Francisco José Cruz, Paulino Lorenzo (coordinador de las Jornadas) y Pedro Lastra en Laguardia. |
Ante el busto del fabulista Félix María Samaniego en el Paseo del Collado (Laguardia) |
Casa de los Periodistas. Rafael Amilburu presenta la lectura de Francisco José Cruz |
por Rafael Amilburu
Buenas tardes, etc. Voy a empezar
con algo que (curiosamente) no viene mucho a cuento; voy a leer un breve poema.
Más tarde pronunciaré seguramente alguna frase hecha que les sonará a frase
hecha y otras, retóricamente ajustadas en el discurso, que SÍ les parecerá que
vienen al caso. Pero ahora, para evitar en lo posible los lugares comunes y
ahuyentar los rigores de una presentación formal (una presentación sobria, que
no nos invite directamente a los tragos gozosos que nos reserva el invitado),
lo que haré será leer un poema como introducción (con el permiso de Francisco
José) (Pero no crean que un poema de Francisco, no: cualquier otro) Por
ejemplo, un poema de Carlos Pujol.
Demasiados poetas,
repetidos, insomnes, azogados,
víctimas de la incomprensión, atentos
a la escucha de voces
por exigencias de un imperativo
de musas y amor propio;
metafóricos, chinches, irritables,
amantes de palabras como nubes
que no se dejan abrazar, sublimes
en caso necesario,
pararrayos de Dios, según les llaman;
de los que cuando mueren
se derrumban los cielos. Hay que ver
lo que los tropos pueden dar de sí
Demasiados
poetas, más que suficientes… pero no tantos. Se les reconoce; están ahí, al
alcance del ojo, se mesan las barbas o, en ocasiones, componen tortillas de dos
huevos sin que el vecino lo sospeche, ni siquiera cuando en la sartén crepitan
sonoros endecasílabos fritos. También comparecen en jornadas donde se citan
barruntadores de rarezas, otros poetas, y despistados en general. Son discretos
pero los conocemos, sabemos que existen: antes salía alguno en los billetes…
Hoy nadie sabe quién sale en los billetes, si es que en los billetes sale
alguien. Hoy casi nadie sabe de dónde salen los billetes con los que comprar…
¿quién sabe? ¿libros? (Tiempos confusos para libros y convulsos para billetes.
Tiempos necios para valores y para precios).

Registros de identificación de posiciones
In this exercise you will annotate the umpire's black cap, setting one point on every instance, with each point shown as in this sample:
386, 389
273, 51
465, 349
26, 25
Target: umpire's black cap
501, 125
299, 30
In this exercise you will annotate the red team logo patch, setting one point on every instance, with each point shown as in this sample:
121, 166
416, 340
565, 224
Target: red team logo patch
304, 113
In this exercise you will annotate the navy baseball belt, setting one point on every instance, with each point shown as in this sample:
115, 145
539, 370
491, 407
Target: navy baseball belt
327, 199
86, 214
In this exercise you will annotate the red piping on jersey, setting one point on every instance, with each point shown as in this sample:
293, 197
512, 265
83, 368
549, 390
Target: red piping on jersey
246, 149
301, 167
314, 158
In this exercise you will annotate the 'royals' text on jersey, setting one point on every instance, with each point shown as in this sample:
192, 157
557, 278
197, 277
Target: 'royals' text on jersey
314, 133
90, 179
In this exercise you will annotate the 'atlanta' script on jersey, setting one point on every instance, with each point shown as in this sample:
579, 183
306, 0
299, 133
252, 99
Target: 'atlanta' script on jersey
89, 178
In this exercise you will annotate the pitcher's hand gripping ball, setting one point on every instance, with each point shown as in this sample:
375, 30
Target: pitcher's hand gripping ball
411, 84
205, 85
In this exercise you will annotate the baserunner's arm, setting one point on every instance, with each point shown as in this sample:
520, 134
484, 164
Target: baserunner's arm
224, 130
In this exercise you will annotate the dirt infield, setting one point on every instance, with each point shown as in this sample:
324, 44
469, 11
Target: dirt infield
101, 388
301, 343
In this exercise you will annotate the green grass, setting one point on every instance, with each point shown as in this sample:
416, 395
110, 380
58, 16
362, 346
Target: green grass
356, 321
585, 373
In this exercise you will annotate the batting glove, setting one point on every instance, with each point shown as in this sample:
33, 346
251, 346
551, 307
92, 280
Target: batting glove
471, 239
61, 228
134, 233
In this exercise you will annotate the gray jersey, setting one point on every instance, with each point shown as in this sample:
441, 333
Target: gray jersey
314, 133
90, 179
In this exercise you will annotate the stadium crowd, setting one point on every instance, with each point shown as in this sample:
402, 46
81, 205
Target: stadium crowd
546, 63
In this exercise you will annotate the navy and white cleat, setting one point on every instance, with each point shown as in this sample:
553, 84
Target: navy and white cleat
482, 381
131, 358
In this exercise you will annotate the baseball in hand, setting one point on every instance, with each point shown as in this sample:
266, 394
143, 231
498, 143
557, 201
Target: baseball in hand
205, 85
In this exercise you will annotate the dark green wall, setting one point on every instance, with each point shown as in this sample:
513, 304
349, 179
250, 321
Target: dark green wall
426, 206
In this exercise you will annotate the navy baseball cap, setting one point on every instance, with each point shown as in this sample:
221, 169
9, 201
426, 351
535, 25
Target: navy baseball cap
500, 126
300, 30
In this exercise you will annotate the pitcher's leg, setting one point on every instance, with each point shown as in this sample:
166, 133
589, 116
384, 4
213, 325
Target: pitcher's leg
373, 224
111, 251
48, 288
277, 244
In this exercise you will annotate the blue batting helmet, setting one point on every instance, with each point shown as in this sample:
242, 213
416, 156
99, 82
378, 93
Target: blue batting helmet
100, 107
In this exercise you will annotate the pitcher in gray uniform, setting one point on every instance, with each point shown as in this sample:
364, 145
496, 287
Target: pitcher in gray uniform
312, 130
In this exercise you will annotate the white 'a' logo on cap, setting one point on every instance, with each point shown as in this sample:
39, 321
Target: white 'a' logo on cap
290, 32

Tareas por realizar —
1. Diga si cada afirmación concuerda con la presentación y conteste sí o no, con la cita literal de las palabras que lo deciden: (a) El poema leído como introducción es de Francisco José Cruz. (b) El busto del fabulista Félix María Samaniego está en el Paseo del Collado. (c) Paulino Lorenzo es el coordinador de las Jornadas.
2. Enumere todas las personas que se nombran en la presentación.
3. Reproduzca literalmente el fragmento de la presentación que va de "Más tarde pronunciaré" a "de Carlos Pujol.".
Use únicamente la presentación como fuente.

Respuestas —
1.
(a) No: «Pero no crean que un poema de Francisco, no: cualquier otro» y «un poema de Carlos Pujol».
(b) Sí: «Ante el busto del fabulista Félix María Samaniego en el Paseo del Collado (Laguardia)».
(c) Sí: «Paulino Lorenzo (coordinador de las Jornadas)».

2. Francisco José Cruz, Paulino Lorenzo, Pedro Lastra, Félix María Samaniego, Rafael Amilburu, Carlos Pujol.

3.
Más tarde pronunciaré seguramente alguna frase hecha que les sonará a frase
hecha y otras, retóricamente ajustadas en el discurso, que SÍ les parecerá que
vienen al caso. Pero ahora, para evitar en lo posible los lugares comunes y
ahuyentar los rigores de una presentación formal (una presentación sobria, que
no nos invite directamente a los tragos gozosos que nos reserva el invitado),
lo que haré será leer un poema como introducción (con el permiso de Francisco
José) (Pero no crean que un poema de Francisco, no: cualquier otro) Por
ejemplo, un poema de Carlos Pujol.